• [Written exercise 1]: In the stored data rows, repeat every line from the one holding "of the blue" through the end of the rows, both ends included and requests included, and give only those lines. Multiply each answer coordinate by 1.3 and round to whole numbers, rounding halves up, but leave the request text and its sample coordinates unchanged.

Mohammed El Yaagoubi Youbi (; born 12 September 1977), known as Moha, is a Moroccan retired footballer who played as a left midfielder.

Due to the many years spent in Spain – his entire professional career, which spanned nearly 15 years – he also held a passport from that country. He amassed La Liga totals of 149 games and 11 goals over the course of seven seasons, representing in the competition Osasuna and Espanyol.

Club career
Born in Taourirt, Morocco, Moha moved to Spain in the early 1980s. He started his club career with FC Barcelona, representing however only its C and B-teams. He spent the bulk of his career at CA Osasuna, first playing two matches in the 2000–01 season in La Liga.

After two Segunda División loans, with Levante UD and Elche CF, Moha returned to the Navarrese, going on to become a crucial offensive element although never an undisputed starter. On 11 April 2004 he scored in a 3–0 away win against Real Madrid and, in 2005–06, as Osasuna finished a best-ever fourth, he netted twice in 27 games.

Moha then returned to Catalonia as he joined RCD Espanyol for €400.000 going on to feature sparingly, especially in his second year, although he did contribute with eight matches to the club's runner-up campaign in the UEFA Cup. Released in June 2008, he joined Real Sociedad on a free transfer.

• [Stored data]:

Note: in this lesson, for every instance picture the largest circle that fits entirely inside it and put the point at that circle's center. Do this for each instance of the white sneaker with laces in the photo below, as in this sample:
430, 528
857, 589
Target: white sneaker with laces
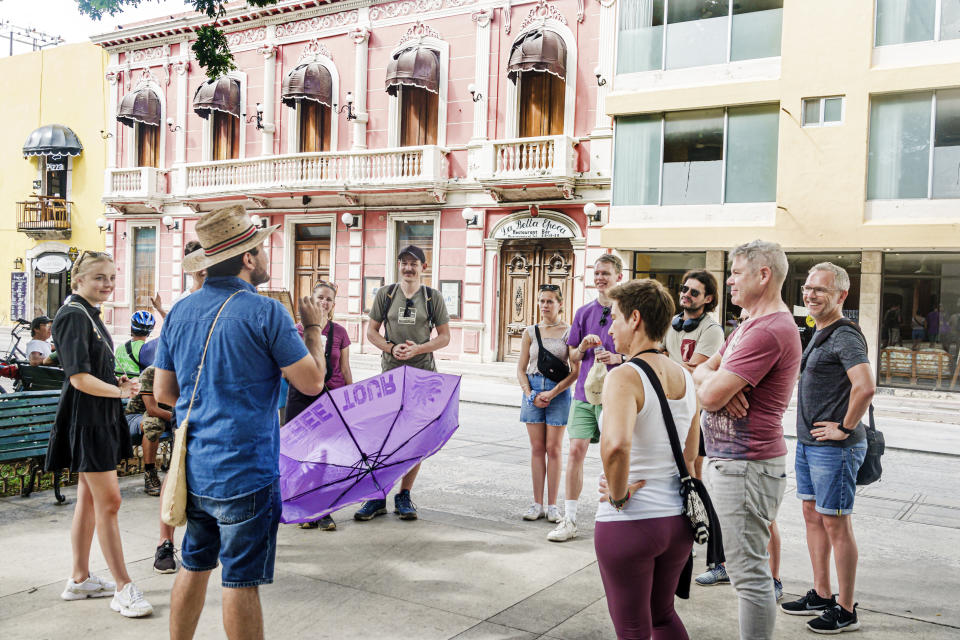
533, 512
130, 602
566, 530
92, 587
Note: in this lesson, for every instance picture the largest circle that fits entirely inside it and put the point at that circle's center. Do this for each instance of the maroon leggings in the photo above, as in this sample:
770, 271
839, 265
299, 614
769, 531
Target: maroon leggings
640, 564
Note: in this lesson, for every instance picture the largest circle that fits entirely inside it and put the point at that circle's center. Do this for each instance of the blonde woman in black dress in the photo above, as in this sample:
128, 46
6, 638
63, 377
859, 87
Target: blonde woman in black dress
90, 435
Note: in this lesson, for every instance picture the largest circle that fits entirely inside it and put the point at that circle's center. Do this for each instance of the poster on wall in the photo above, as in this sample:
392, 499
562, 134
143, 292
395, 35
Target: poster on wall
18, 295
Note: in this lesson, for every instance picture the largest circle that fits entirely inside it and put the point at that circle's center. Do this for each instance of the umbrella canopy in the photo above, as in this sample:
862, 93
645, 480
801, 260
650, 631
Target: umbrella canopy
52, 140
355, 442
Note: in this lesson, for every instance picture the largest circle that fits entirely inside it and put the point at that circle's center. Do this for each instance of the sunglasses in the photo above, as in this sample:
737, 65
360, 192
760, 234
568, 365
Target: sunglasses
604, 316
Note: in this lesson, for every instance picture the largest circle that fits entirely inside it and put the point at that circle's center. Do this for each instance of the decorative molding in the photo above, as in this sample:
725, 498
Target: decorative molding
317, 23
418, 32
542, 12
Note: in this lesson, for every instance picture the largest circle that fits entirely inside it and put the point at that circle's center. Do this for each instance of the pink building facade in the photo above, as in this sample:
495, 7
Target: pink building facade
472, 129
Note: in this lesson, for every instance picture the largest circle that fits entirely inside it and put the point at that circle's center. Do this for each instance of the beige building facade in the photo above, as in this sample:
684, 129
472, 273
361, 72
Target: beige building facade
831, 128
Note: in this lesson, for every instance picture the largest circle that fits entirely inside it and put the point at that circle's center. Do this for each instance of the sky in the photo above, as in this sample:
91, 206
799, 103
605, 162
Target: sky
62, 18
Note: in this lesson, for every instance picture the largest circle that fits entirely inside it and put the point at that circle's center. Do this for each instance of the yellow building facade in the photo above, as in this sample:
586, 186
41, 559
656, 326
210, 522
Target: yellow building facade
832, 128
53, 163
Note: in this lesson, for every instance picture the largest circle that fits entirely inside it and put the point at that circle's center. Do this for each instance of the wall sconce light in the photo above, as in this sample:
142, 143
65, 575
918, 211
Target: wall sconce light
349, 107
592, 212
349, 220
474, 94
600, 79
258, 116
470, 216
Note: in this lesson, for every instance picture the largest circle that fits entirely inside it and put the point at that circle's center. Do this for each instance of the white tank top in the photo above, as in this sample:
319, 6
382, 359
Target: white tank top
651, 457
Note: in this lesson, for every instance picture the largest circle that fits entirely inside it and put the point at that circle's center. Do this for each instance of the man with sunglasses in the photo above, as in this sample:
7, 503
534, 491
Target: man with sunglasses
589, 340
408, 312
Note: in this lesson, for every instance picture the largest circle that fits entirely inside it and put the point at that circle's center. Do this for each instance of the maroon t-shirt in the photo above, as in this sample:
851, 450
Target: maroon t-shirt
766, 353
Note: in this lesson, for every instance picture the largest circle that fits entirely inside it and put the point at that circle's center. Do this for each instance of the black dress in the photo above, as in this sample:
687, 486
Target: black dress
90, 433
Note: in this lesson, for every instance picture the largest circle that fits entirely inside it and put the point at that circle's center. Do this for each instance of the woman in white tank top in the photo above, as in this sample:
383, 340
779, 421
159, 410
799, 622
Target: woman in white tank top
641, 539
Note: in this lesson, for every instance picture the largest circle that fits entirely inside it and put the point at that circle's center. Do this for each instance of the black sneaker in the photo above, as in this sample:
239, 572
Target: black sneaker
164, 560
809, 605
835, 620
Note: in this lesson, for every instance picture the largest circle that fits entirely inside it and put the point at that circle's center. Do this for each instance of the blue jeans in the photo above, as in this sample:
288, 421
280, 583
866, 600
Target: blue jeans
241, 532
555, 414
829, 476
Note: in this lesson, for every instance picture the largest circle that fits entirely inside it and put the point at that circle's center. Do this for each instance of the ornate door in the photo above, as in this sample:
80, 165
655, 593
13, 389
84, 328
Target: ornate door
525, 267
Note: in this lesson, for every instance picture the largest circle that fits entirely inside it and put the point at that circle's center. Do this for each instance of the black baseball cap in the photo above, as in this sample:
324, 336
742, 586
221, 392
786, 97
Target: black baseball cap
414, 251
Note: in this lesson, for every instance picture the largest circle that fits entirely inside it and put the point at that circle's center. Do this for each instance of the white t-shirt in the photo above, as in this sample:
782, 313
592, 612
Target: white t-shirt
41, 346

• [Written exercise 2]:
Answer these from the footballer biography:
(a) In what town was Moha born?
(b) How many La Liga games did he total?
(c) Which club did he join on a free transfer after his release in June 2008?

• [Exercise output 1]:
Note: in this lesson, for every instance picture the largest circle that fits entirely inside it and put the point at that circle's center. Do this for each instance of the blue jeans in the photo above, as in this sample:
288, 421
280, 583
866, 600
Target: blue jeans
313, 692
722, 538
1078, 619
Note: in this lesson, for every instance picture the largest circle that fits entirely inside it and put the point at that circle's center. Do this for each instance of the ornate door in the photo above, as in this sample:
80, 165
655, 593
13, 389
84, 328
Target: ornate door
683, 347
Note: in this lesson, for every instance picture the largest circle that fits entirely inside it and put the point at that circle's center. Do this for each instance of the black baseball cap in the photo above, as in this sample:
324, 336
742, 586
221, 392
786, 97
Target: black baseball cap
538, 326
Note: in this lesson, for every instance picture the largest circle that fits entirely inside it and put the point at that circle's center. Do this for each instance of the white t-shirt in the photo above, as in this sample:
782, 313
592, 612
Target: white t-shirt
53, 450

• [Exercise output 2]:
(a) Taourirt, Morocco
(b) 149
(c) Real Sociedad